DIRECTION: Pictures within the data are to be left out; everything else must be reproduced exactly.

STORED ROWS:
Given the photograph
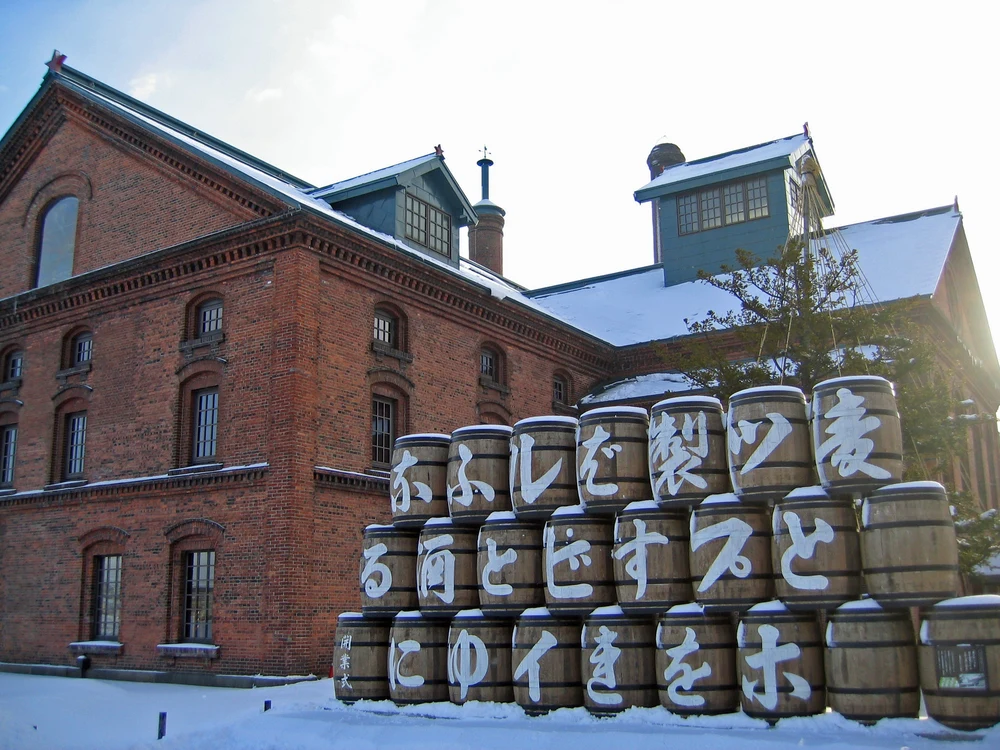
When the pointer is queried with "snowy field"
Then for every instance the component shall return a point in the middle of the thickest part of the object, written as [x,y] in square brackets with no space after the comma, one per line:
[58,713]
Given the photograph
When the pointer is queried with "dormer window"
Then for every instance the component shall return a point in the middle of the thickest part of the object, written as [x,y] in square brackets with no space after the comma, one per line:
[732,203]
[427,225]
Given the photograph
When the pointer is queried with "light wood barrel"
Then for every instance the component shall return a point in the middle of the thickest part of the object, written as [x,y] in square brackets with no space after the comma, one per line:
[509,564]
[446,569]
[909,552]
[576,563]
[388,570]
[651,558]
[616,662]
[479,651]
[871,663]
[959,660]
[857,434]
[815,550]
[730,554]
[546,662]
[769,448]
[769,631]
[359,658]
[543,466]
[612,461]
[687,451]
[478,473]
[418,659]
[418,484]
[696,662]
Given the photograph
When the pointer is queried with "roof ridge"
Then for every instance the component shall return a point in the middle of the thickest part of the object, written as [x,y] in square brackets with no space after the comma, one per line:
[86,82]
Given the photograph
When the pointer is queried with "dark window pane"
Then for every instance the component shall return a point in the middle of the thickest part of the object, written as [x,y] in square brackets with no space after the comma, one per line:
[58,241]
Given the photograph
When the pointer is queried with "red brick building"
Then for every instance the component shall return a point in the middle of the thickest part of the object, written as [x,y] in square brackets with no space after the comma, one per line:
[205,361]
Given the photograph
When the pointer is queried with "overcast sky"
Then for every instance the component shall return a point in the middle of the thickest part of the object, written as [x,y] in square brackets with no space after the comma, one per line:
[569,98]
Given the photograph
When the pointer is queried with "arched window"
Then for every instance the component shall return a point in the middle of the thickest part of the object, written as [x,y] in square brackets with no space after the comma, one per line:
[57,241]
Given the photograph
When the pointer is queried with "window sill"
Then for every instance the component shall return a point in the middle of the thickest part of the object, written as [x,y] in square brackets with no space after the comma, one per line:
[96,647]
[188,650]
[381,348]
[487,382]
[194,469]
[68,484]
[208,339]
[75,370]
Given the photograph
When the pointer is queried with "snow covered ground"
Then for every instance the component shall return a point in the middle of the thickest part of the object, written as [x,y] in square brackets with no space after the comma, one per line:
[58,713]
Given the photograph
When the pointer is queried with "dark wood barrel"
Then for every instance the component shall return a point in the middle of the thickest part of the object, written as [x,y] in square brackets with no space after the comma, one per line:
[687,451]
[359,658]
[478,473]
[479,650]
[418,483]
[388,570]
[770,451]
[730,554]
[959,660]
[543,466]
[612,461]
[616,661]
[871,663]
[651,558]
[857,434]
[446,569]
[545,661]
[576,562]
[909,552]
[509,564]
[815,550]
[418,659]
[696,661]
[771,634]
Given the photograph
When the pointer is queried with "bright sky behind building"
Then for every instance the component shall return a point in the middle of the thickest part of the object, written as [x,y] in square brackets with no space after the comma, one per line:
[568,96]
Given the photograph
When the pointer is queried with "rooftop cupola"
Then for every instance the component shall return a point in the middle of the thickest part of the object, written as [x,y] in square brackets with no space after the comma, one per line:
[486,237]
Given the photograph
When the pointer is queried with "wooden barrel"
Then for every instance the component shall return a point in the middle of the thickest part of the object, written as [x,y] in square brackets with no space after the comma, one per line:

EXERCISE OUTPUT:
Given the photograph
When the pointer is queried with "snowy field"
Then for every instance the component shall return a point in the middle of the thickest part of the object, written as [x,y] in square brackets with no space after the comma, one per line:
[58,713]
Given the photograph
When the pointer is queried with "dormer window"
Then for every instance the component shall return a point in the middle of the thickest part of the object, written as [x,y] in square brackets with no space after the comma, one per line:
[732,203]
[427,225]
Given the photograph
When the pointer is queried with "light wood barrel"
Then for every instance the component shall return a point in the middle of the thickest part of the object, written as [x,y] in square brackets with no space after the comma, one per line:
[509,564]
[446,569]
[909,552]
[576,563]
[388,570]
[651,558]
[616,662]
[479,651]
[871,663]
[959,660]
[857,434]
[815,550]
[730,554]
[546,662]
[769,448]
[769,631]
[359,658]
[543,466]
[612,461]
[687,451]
[478,473]
[418,659]
[418,484]
[696,662]
Given the photograph
When the pointer is queried with "roof ridge"
Then for every instance the component shall return a point in the middle of the thickest part of the object, written as [x,y] in square brackets with no space after the comma, one per line:
[86,82]
Given the photograph
When the pointer is queried with "dark window pane"
Then for every instance the component shall return a point in the middle of the thickest part of the object, written as [x,y] in square brackets with no space after the comma, one per line:
[58,241]
Given the photograph
When the pointer is queried with "red brick building"
Then for every instance the component shall return a point in the middle of the thickest part of the object, written as [x,y] in square brackets with no space after the comma, one per line:
[205,361]
Given the photograph
When the pointer is queried with "overcast sky"
Then for every instance the component shall return a point in the middle of the thickest part of the object, written as [x,y] in square brackets with no space after the comma, one per line:
[569,98]
Given the photograph
When the pointer is queried with "arched window"
Then for every instance the component shall return a point in the middle of the thickest part of the object, written as [x,y] in square brackets with no space after the comma, one per line:
[57,241]
Given the photograph
When the pointer is queried with "window sill"
Then for every instance the component shall return a point in the middle of the thickest part of the object, written as [x,y] in square brackets with no space after the comma, one per line:
[96,647]
[188,650]
[381,348]
[487,382]
[194,469]
[68,484]
[208,339]
[75,370]
Given the photograph
When the pointer is queried with "snow covered ground"
Then for every instance the component shall return a point in the middle of the thickest part of the object, written as [x,y] in square brackets with no space after the comma, one per line:
[58,713]
Given the photograph
When the pointer is queried with "dark wood barrel"
Then for every instance the component shall return a point in the middle of the thickest part of the object, written as [x,y] in square brackets with no space after the comma, one per line:
[687,451]
[359,658]
[478,473]
[479,650]
[418,483]
[388,570]
[770,451]
[730,554]
[959,660]
[543,466]
[612,461]
[616,661]
[871,663]
[651,558]
[857,434]
[446,569]
[545,661]
[576,562]
[909,552]
[509,564]
[815,550]
[418,659]
[696,661]
[771,634]
Given the photograph
When the pointer is queried with "bright sky behind building"
Then for every instance the component shall return a point in the middle of the thickest part of the object, written as [x,y] in square brackets with no space after the comma, one per line:
[568,96]
Given the photograph
When the pointer is queried with "rooftop cupola"
Then for every instance the component shall return a point in the middle of the thickest part of the object, written as [x,y] in square brackets with no space after the comma, one per line:
[486,237]
Given the photograph
When the pointer is queried with "wooden barrel"
Then for every instance the component shall return a point in the middle of the thickest part of the object, written as [x,y] in square brackets with no space after the comma, one per line:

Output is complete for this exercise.